An interpreter would have an environment which is a mapping between symbols and values. Strictly set! changes the value of the first occurrence of the symbol to point to the result of the evaluation of the second operand. In many implementations you cannot set! something that is not already bound. In Scheme it is expected that the variable is already bound. Reading SICP or Lisp in small pieces and playing with examples would make you a master implementer of interpreters.
In a compilers situation you don't really need a symbol table. You can keep evaluated operands on a stack and set! need either change what the stack location pointed to or if it's a free variable in a closure you can use assignment conversion. E.g. it could be boxed to a box or a cons.
(define (gen-counter start delta)
(lambda ()
(let ((cur start))
(set! start (+ cur delta))
cur)))
Might be translated to:
(define (gen-counter start delta)
(let ((start (cons start '()))
(lambda ()
(let ((cur (car start)))
(set-car! start (+ cur delta))
cur)))))
===============
PROBLEMS TO SOLVE:
1. Print the part of the set! explanation starting with "An interpreter would" and going on through "(let ((cur start))".
2. Does each statement below agree with the set! explanation? Answer yes or no for each, and quote the deciding words from the set! explanation. (a) In Scheme, the variable given to set! is expected to be already bound. (b) A compiler needs a symbol table to handle set!. (c) With assignment conversion, a free variable in a closure could be boxed to a cons.

SOURCE MATERIAL:
===============
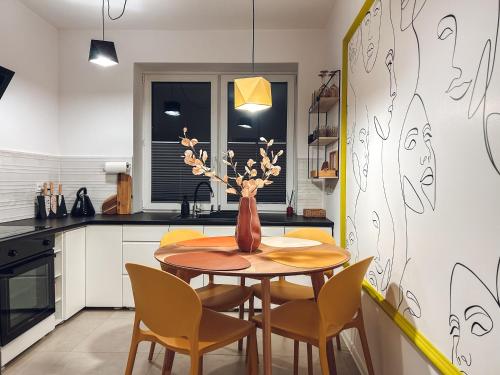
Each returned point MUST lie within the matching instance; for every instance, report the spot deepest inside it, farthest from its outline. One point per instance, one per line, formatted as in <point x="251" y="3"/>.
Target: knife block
<point x="121" y="202"/>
===============
TASK-BY-TASK RESULTS:
1.
An interpreter would have an environment which is a mapping between symbols and values. Strictly set! changes the value of the first occurrence of the symbol to point to the result of the evaluation of the second operand. In many implementations you cannot set! something that is not already bound. In Scheme it is expected that the variable is already bound. Reading SICP or Lisp in small pieces and playing with examples would make you a master implementer of interpreters.
In a compilers situation you don't really need a symbol table. You can keep evaluated operands on a stack and set! need either change what the stack location pointed to or if it's a free variable in a closure you can use assignment conversion. E.g. it could be boxed to a box or a cons.
(define (gen-counter start delta)
(lambda ()
(let ((cur start))

2.
(a) Yes: "In Scheme it is expected that the variable is already bound."
(b) No: "In a compilers situation you don't really need a symbol table."
(c) Yes: "E.g. it could be boxed to a box or a cons."